BEGIN RECORDS FOR PROCESSING

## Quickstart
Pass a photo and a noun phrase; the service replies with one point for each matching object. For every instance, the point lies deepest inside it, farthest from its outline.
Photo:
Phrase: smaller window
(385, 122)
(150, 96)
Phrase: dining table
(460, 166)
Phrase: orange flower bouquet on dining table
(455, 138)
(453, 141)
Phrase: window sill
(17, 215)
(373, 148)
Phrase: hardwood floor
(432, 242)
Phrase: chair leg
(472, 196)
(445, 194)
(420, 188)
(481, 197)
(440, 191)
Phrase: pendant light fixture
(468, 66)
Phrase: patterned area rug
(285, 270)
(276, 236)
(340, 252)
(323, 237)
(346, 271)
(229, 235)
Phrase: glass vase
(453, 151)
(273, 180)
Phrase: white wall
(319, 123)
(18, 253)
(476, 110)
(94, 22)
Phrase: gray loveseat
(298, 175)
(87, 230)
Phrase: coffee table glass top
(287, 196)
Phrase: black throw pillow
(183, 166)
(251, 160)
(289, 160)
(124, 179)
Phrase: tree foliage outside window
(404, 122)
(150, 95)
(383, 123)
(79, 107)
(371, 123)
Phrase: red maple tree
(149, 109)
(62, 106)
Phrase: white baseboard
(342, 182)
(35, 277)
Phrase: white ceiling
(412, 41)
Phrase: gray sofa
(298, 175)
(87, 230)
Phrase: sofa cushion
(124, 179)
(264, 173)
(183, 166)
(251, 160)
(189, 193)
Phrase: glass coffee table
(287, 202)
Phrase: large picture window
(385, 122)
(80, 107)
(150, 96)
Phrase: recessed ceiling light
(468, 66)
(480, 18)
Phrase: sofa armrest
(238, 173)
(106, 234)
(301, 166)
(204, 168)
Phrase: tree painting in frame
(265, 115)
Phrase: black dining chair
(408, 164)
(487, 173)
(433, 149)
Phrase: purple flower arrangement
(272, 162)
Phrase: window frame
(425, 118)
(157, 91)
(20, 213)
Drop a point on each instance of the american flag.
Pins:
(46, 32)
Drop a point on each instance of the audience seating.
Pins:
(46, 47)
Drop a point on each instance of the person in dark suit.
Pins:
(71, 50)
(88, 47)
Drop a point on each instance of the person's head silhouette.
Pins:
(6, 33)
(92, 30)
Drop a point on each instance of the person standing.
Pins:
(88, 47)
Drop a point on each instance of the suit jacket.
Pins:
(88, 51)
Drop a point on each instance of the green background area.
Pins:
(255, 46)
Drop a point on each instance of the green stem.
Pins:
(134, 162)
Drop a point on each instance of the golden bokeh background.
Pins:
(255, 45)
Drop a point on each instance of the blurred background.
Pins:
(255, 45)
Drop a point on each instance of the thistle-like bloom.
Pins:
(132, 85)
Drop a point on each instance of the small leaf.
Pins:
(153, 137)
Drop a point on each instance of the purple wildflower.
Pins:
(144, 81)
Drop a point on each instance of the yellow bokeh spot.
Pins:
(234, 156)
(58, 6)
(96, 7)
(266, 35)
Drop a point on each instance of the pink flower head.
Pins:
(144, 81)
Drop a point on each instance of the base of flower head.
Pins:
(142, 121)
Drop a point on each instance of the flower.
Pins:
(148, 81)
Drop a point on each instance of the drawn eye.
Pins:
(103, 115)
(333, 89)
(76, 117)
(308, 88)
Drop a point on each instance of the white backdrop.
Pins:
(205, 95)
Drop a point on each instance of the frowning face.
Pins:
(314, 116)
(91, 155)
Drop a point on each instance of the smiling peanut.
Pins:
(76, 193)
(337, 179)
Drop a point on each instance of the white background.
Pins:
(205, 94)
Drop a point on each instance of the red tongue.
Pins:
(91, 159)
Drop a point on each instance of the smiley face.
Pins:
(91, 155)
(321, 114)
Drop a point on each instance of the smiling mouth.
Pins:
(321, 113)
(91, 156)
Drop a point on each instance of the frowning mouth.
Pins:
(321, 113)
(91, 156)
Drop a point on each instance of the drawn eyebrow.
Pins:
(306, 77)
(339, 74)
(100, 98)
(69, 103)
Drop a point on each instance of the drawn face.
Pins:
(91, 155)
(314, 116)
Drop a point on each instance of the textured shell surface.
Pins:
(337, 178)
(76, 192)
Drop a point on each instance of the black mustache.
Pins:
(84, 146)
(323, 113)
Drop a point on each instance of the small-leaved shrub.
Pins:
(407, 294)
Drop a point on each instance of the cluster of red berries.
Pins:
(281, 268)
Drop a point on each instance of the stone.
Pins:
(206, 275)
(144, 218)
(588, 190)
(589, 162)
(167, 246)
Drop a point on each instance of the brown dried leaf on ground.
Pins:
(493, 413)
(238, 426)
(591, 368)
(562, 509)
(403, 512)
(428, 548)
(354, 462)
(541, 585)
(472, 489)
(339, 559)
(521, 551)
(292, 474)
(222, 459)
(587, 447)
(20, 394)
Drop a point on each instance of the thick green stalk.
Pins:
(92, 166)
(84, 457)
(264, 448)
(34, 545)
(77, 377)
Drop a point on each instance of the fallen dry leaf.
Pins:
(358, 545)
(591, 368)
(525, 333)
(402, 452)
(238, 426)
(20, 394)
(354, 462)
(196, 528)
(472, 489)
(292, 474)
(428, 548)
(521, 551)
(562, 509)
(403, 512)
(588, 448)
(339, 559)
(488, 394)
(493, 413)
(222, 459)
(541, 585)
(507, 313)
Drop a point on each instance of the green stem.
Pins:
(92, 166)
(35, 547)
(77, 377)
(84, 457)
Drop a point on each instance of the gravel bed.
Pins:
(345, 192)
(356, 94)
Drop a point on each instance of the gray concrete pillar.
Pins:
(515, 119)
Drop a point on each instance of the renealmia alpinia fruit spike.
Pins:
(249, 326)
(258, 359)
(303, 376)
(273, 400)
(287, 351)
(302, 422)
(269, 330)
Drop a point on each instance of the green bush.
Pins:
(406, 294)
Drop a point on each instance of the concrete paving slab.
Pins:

END RECORDS FOR PROCESSING

WORK INSTRUCTION >> Retype each of the records, word for word, with nothing added or dropped.

RESPONSE >>
## Quickstart
Pass a photo and a noun phrase; the service replies with one point for each matching object. For every instance, the point lies deepest inside it, farthest from its outline.
Photo:
Phrase: smaller window
(385, 122)
(150, 96)
Phrase: dining table
(460, 166)
Phrase: orange flower bouquet on dining table
(455, 138)
(453, 141)
Phrase: window sill
(17, 215)
(373, 148)
Phrase: hardwood floor
(432, 242)
Phrase: chair leg
(472, 196)
(445, 194)
(420, 188)
(481, 197)
(440, 191)
Phrase: pendant light fixture
(468, 66)
Phrase: patterned area rug
(285, 270)
(276, 236)
(340, 252)
(323, 237)
(346, 271)
(229, 235)
Phrase: glass vase
(453, 151)
(273, 180)
Phrase: white wall
(319, 123)
(18, 253)
(476, 110)
(94, 22)
Phrase: gray loveseat
(298, 175)
(87, 230)
Phrase: coffee table glass top
(287, 196)
Phrase: black throw pillow
(183, 166)
(251, 160)
(289, 160)
(124, 179)
Phrase: tree foliage outside window
(404, 122)
(150, 95)
(383, 123)
(79, 107)
(371, 123)
Phrase: red maple tree
(149, 109)
(62, 106)
Phrase: white baseboard
(342, 182)
(35, 277)
Phrase: white ceiling
(412, 41)
Phrase: gray sofa
(298, 175)
(87, 230)
Phrase: sofa cushion
(124, 179)
(264, 173)
(183, 166)
(251, 160)
(189, 193)
Phrase: glass coffee table
(287, 202)
Phrase: large picture window
(385, 122)
(80, 107)
(150, 96)
Phrase: recessed ceiling light
(468, 66)
(480, 18)
Phrase: sofa armrest
(238, 173)
(106, 234)
(301, 166)
(204, 168)
Phrase: tree painting in frame
(265, 115)
Phrase: black dining chair
(408, 164)
(487, 173)
(433, 149)
Phrase: purple flower arrangement
(272, 162)
Phrase: window frame
(425, 118)
(157, 91)
(20, 213)
Drop a point on each instance of the american flag.
Pins:
(46, 32)
Drop a point on each instance of the audience seating.
Pins:
(46, 47)
Drop a point on each instance of the person in dark suit.
Pins:
(71, 50)
(88, 47)
Drop a point on each instance of the person's head silhouette.
Pins:
(6, 33)
(92, 30)
Drop a point on each instance of the person standing.
Pins:
(88, 47)
Drop a point on each instance of the suit jacket.
Pins:
(88, 51)
Drop a point on each instance of the green background area.
Pins:
(255, 46)
Drop a point on each instance of the green stem.
Pins:
(134, 162)
Drop a point on each instance of the golden bokeh background.
Pins:
(255, 45)
Drop a point on each instance of the blurred background.
Pins:
(255, 45)
Drop a point on each instance of the thistle-like bloom.
Pins:
(132, 85)
Drop a point on each instance of the small leaf.
Pins:
(153, 137)
Drop a point on each instance of the purple wildflower.
Pins:
(144, 81)
Drop a point on each instance of the yellow bokeh spot.
Pins:
(234, 156)
(58, 6)
(96, 7)
(266, 35)
Drop a point on each instance of the pink flower head.
Pins:
(144, 81)
Drop a point on each instance of the base of flower head.
Pins:
(142, 121)
Drop a point on each instance of the flower.
Pins:
(148, 81)
Drop a point on each instance of the drawn eye.
Pins:
(103, 115)
(333, 89)
(76, 117)
(308, 88)
Drop a point on each instance of the white backdrop.
Pins:
(205, 95)
Drop a point on each instance of the frowning face.
Pins:
(314, 116)
(91, 155)
Drop a point on each instance of the smiling peanut.
Pins:
(76, 193)
(337, 179)
Drop a point on each instance of the white background.
Pins:
(205, 94)
Drop a point on each instance of the red tongue.
Pins:
(91, 159)
Drop a point on each instance of the smiley face.
Pins:
(91, 155)
(321, 114)
Drop a point on each instance of the smiling mouth.
Pins:
(321, 113)
(91, 156)
Drop a point on each instance of the frowning mouth.
Pins:
(321, 113)
(91, 156)
Drop a point on each instance of the drawn eyebrow.
Pins:
(306, 77)
(339, 74)
(100, 98)
(69, 103)
Drop a point on each instance of the drawn face.
Pins:
(91, 155)
(314, 116)
Drop a point on each instance of the textured shell surface.
Pins:
(337, 178)
(76, 192)
Drop a point on each instance of the black mustache.
Pins:
(84, 146)
(323, 113)
Drop a point on each instance of the small-leaved shrub.
Pins:
(407, 294)
Drop a point on each instance of the cluster of red berries.
Pins:
(281, 268)
Drop a point on each instance of the stone.
Pins:
(206, 275)
(144, 218)
(588, 190)
(589, 162)
(167, 246)
Drop a point on each instance of the brown dried leaf on ground.
Pins:
(493, 413)
(238, 426)
(591, 368)
(562, 509)
(403, 512)
(428, 548)
(354, 462)
(541, 585)
(472, 489)
(339, 559)
(521, 551)
(292, 474)
(222, 459)
(587, 447)
(20, 394)
Drop a point on each instance of the thick green stalk.
Pins:
(92, 166)
(84, 457)
(264, 448)
(34, 545)
(77, 377)
Drop a point on each instance of the fallen dry leaf.
Pins:
(358, 545)
(591, 368)
(525, 333)
(402, 452)
(238, 426)
(20, 394)
(354, 462)
(196, 528)
(472, 489)
(292, 474)
(428, 548)
(521, 551)
(562, 509)
(403, 512)
(588, 448)
(339, 559)
(488, 394)
(493, 413)
(222, 459)
(541, 585)
(507, 313)
Drop a point on each instance of the green stem.
Pins:
(92, 166)
(35, 547)
(77, 377)
(84, 457)
Drop a point on each instance of the gravel bed.
Pins:
(345, 192)
(356, 94)
Drop a point on each instance of the gray concrete pillar.
Pins:
(515, 119)
Drop a point on each instance of the renealmia alpinia fruit spike.
Pins:
(249, 326)
(258, 359)
(303, 376)
(273, 400)
(287, 351)
(302, 422)
(269, 330)
Drop a point on each instance of the green bush.
Pins:
(406, 294)
Drop a point on each instance of the concrete paving slab.
Pins:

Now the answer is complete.